::: Extract
The September 2010 Quetta bombing occurred on 3 September 2010 in Quetta, Pakistan. At least 73 people were killed and 206 injured when a bomb exploded in a Quds Day procession which Shias were carrying out to express solidarity with Palestinians.

Background
Pakistan, which has a mostly Sunni population, has seen sectarian attacks against minorities including Shias, who account for about 35–40% of Pakistan's population, and are the followers of the Prophet's progeny. Two days prior to these attacks dozens of Shias were killed in a similar attack in Lahore. Sunni militant groups like Lashkar-e-Jhangvi and Sipah-e-Sahaba Pakistan which operate in Pakistan have for years targeted minorities including Shias.

On the day prior to this attack Pakistan's interior minister Rehman Malik had asked the Shia community not to hold large gatherings due to security concerns.
::::::
::: Provided data
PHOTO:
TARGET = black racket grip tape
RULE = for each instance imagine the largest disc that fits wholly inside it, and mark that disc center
::::::
::: Provided data
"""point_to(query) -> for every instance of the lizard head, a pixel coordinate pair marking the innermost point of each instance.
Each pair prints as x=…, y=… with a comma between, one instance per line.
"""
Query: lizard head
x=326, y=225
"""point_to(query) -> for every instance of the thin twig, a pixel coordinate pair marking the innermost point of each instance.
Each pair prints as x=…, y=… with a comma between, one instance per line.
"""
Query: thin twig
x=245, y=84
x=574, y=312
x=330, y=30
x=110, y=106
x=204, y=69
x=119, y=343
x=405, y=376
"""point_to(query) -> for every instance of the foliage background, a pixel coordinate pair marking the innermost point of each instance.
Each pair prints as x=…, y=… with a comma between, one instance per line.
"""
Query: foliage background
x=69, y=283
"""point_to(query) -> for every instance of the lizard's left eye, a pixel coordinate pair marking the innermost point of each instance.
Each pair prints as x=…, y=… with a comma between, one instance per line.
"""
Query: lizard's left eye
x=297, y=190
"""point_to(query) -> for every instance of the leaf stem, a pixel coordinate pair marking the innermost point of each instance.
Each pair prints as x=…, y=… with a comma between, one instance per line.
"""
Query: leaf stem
::::::
(Problems and tasks):
1. Translate this sentence from the article on the 2010 Quetta bombing into Spanish: "Two days prior to these attacks dozens of Shias were killed in a similar attack in Lahore."
2. Carry on the article about the 2010 Quetta bombing, picking up after its final sentence.

(Exercise responses):
1. Dos días antes de estos ataques, decenas de chiíes murieron en un ataque similar en Lahore.

2.
Attack
The procession was to mark the Quds Day event staged every year by the Shia community to oppose Israel's occupation of Jerusalem. The rally drew an estimated 2,500 participants, mostly Shiias. The size of the blast caused a stampede. The explosion occurred in the Meezan chowk area of the town. The bomb exploded around 3:05 pm local time. It was estimated that the suicide bomber used about 15 kilograms of explosives.

Responsibility
Lashkar-e-Jhangvi claimed responsibility for the attack and said a 22-year-old suicide bomber, Rashid Moaawia, carried out the attack.

Aftermath
Following the blast, widespread protests erupted in the city with gunfire being heard across the city. Several shops were burnt by the protesters. People were seen lying on the roads to avoid gunfire, while others set fire to vehicles and buildings to vent their anger.

After the blast, police cordoned off the area and fired in the air to hold back people trying to search for their relatives. Shops and schools remained closed the following day. Security was also stepped up at mosques across Pakistan. Thousands attended a funeral mass in Quetta.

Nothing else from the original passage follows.